===== Dataset records =====

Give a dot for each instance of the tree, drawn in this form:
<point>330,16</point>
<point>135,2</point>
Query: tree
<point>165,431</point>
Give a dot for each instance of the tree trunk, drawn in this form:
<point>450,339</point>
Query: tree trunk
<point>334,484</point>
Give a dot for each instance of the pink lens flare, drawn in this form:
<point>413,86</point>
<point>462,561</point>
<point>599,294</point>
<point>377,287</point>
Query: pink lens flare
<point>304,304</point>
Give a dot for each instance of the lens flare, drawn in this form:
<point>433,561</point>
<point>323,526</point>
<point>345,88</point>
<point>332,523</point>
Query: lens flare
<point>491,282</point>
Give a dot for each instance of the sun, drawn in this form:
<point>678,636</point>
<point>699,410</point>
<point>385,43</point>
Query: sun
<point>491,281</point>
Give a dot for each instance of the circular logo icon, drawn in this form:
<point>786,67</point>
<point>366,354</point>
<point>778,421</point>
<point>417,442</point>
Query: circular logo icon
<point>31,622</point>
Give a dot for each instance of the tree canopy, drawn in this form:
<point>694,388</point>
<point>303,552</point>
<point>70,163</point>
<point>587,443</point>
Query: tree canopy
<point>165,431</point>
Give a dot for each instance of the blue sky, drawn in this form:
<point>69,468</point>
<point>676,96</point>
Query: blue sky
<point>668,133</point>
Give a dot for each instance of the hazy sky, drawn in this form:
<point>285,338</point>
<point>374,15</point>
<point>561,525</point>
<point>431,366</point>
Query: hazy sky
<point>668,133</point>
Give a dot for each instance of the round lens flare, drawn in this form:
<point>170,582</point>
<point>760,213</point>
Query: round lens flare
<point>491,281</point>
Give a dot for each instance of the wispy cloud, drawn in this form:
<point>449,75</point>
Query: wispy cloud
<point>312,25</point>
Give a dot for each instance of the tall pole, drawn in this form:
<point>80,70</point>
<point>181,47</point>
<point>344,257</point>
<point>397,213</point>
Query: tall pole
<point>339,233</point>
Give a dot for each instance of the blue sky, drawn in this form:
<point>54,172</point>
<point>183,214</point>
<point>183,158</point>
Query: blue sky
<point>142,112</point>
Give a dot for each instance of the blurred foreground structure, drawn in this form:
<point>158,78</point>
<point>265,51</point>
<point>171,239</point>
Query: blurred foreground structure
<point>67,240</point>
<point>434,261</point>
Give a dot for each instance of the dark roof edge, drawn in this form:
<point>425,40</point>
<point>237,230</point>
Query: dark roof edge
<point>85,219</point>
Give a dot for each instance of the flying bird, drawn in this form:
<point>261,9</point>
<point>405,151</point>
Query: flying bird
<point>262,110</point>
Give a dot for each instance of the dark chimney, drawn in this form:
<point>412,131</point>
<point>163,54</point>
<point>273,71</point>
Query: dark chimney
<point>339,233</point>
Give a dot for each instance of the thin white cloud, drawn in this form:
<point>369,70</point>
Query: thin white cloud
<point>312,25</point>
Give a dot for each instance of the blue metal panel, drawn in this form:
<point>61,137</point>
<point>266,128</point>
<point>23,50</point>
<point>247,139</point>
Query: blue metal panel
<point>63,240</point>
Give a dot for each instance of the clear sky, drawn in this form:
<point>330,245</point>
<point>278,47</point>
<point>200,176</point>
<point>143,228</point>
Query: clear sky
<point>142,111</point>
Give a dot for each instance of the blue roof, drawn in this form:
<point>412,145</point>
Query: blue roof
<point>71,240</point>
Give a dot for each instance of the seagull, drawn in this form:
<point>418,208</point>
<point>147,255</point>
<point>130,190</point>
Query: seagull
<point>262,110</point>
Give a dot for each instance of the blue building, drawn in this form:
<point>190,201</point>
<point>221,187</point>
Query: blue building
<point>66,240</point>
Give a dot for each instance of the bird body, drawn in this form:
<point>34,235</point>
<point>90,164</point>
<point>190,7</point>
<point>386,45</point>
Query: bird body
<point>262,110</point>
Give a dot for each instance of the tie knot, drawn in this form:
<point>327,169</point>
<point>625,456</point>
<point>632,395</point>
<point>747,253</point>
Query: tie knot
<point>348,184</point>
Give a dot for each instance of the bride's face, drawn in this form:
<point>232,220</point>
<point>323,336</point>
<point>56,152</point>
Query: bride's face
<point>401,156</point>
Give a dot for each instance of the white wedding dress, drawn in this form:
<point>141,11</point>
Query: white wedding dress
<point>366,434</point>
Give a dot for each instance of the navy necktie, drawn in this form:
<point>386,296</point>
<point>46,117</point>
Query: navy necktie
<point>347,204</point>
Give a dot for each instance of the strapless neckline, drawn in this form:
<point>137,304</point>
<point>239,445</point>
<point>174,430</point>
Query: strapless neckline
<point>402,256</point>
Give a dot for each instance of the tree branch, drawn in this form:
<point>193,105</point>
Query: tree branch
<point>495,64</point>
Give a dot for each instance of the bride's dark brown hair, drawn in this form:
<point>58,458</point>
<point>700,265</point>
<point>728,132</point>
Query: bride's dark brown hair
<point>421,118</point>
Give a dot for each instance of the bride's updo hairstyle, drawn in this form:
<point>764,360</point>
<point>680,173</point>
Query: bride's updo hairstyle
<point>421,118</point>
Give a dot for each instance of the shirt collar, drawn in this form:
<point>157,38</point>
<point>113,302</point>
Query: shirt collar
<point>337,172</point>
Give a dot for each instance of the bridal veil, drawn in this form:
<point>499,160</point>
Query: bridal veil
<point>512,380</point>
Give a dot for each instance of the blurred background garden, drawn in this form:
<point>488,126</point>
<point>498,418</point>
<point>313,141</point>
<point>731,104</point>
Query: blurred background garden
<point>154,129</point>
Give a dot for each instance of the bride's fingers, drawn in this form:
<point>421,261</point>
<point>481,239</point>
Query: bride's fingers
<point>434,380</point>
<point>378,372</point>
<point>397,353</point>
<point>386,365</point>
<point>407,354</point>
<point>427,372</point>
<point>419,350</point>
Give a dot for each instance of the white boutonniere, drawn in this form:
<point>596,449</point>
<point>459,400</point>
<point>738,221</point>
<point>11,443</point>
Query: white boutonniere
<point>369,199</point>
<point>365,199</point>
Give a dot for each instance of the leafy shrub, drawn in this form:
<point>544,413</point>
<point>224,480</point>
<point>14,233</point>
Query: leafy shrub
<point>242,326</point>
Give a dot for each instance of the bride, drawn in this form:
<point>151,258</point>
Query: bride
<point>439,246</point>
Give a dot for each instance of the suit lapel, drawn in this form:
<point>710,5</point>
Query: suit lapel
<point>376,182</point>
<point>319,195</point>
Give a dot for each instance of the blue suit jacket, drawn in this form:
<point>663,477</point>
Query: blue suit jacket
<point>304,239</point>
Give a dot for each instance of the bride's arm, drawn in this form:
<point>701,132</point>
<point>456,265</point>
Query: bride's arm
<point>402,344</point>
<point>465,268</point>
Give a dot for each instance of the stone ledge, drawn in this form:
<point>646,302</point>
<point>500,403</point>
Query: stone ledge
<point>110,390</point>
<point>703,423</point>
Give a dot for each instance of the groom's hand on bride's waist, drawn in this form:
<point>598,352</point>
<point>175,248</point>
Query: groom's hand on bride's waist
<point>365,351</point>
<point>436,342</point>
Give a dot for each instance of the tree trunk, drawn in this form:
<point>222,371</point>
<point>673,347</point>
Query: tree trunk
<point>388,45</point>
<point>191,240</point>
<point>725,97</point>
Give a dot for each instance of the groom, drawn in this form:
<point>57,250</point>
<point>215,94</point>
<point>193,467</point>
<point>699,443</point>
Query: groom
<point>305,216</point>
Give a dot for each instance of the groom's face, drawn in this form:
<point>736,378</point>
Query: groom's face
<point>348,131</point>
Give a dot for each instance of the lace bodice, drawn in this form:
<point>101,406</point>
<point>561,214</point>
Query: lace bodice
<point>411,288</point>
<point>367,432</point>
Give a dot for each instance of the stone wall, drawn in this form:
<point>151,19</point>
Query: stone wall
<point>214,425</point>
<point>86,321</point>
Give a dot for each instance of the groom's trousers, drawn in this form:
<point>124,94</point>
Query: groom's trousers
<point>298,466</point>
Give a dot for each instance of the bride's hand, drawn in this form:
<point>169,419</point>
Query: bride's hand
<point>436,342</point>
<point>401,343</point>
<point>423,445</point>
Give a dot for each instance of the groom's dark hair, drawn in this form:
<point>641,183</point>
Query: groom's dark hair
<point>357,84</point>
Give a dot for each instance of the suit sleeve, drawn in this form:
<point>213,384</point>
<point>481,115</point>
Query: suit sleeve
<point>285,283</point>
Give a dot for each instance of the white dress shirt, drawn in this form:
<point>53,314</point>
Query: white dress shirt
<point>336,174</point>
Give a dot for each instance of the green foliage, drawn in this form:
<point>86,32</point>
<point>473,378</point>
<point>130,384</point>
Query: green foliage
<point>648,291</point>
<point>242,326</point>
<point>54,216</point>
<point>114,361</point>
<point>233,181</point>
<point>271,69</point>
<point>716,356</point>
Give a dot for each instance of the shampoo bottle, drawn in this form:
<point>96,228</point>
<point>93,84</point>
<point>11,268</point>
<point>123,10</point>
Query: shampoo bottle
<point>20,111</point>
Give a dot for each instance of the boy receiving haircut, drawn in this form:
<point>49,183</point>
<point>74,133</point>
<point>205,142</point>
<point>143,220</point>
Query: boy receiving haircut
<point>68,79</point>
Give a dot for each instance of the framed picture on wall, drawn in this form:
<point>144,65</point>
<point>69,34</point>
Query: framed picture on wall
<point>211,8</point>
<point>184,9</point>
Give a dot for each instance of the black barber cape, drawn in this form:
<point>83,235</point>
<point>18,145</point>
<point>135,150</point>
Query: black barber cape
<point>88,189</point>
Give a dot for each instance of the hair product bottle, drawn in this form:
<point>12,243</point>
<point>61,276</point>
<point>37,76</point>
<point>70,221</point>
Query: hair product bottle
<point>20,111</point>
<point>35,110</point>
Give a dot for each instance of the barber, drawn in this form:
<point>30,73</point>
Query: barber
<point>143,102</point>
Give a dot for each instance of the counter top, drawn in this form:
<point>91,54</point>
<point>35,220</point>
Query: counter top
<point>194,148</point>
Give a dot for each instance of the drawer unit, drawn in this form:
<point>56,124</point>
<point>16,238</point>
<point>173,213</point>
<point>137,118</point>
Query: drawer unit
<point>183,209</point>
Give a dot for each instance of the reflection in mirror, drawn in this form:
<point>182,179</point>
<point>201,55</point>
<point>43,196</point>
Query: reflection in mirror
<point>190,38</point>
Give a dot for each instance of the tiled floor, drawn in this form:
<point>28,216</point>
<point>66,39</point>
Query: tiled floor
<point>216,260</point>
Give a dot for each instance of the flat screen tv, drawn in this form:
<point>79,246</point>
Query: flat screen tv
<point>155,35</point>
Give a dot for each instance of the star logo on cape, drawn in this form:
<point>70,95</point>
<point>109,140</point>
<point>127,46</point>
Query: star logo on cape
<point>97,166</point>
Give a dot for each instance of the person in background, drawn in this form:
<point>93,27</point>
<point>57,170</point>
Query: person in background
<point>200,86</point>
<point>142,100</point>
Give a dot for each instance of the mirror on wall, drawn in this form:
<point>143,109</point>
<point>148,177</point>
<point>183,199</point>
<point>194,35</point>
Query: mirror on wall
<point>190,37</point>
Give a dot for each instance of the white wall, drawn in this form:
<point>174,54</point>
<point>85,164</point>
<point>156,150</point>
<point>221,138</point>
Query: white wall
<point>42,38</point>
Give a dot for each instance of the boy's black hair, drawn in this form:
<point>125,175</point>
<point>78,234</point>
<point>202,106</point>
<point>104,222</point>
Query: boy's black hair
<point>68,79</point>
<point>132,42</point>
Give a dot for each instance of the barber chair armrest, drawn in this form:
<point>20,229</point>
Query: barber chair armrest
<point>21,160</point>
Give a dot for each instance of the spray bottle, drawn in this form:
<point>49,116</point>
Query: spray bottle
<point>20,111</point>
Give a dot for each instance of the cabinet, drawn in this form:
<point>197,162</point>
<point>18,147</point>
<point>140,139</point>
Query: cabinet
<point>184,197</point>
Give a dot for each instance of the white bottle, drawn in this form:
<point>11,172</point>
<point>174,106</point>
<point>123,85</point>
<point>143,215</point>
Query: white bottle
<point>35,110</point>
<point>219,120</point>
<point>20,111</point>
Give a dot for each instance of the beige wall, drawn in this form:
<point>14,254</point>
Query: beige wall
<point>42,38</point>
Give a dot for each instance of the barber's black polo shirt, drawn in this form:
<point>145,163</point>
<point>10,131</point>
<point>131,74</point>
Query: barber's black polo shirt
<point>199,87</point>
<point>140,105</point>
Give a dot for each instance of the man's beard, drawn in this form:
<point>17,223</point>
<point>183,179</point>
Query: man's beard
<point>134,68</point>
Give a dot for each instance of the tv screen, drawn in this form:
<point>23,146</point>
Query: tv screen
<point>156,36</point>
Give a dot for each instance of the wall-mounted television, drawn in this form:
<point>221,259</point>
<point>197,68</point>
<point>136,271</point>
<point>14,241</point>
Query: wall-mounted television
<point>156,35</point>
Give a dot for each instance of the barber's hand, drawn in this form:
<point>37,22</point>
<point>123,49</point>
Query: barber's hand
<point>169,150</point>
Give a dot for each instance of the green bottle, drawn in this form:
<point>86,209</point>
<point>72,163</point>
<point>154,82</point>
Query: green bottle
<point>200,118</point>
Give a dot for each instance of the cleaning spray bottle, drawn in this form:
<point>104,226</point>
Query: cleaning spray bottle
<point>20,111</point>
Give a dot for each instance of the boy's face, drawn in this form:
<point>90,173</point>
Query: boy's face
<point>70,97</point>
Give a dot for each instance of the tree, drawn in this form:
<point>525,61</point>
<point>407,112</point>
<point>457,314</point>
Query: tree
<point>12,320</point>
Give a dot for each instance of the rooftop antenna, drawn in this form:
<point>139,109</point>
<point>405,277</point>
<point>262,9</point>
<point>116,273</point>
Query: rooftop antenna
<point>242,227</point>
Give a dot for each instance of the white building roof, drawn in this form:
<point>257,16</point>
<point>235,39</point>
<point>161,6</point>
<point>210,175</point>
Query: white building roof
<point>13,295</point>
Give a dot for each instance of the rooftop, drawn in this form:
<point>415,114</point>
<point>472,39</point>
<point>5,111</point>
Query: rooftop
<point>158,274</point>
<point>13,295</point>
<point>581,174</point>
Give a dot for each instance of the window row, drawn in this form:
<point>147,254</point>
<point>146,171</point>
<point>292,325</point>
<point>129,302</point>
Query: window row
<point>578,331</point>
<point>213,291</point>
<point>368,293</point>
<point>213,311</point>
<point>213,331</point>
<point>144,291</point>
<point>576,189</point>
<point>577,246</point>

=====

What is expected.
Using the material above, extract the line that contains "Give a dot for each instance of the rooftop antenna, drawn" and every line after it, exactly as given; stop at the last line.

Full response.
Give a dot for each instance of the rooftop antenna, drawn in this form:
<point>139,109</point>
<point>405,277</point>
<point>262,9</point>
<point>116,273</point>
Query: rooftop antenna
<point>242,227</point>
Give a dot for each instance of the white building roof, drawn in this form:
<point>257,16</point>
<point>235,39</point>
<point>161,6</point>
<point>210,175</point>
Query: white building roof
<point>13,295</point>
Give a dot for each instance of the rooftop, drawn in this form:
<point>415,114</point>
<point>472,39</point>
<point>5,111</point>
Query: rooftop
<point>158,274</point>
<point>13,295</point>
<point>581,174</point>
Give a dot for each instance of the window row, drawn in this form:
<point>147,254</point>
<point>146,171</point>
<point>292,325</point>
<point>129,302</point>
Query: window row
<point>578,331</point>
<point>213,291</point>
<point>368,293</point>
<point>213,311</point>
<point>213,331</point>
<point>144,291</point>
<point>576,189</point>
<point>577,246</point>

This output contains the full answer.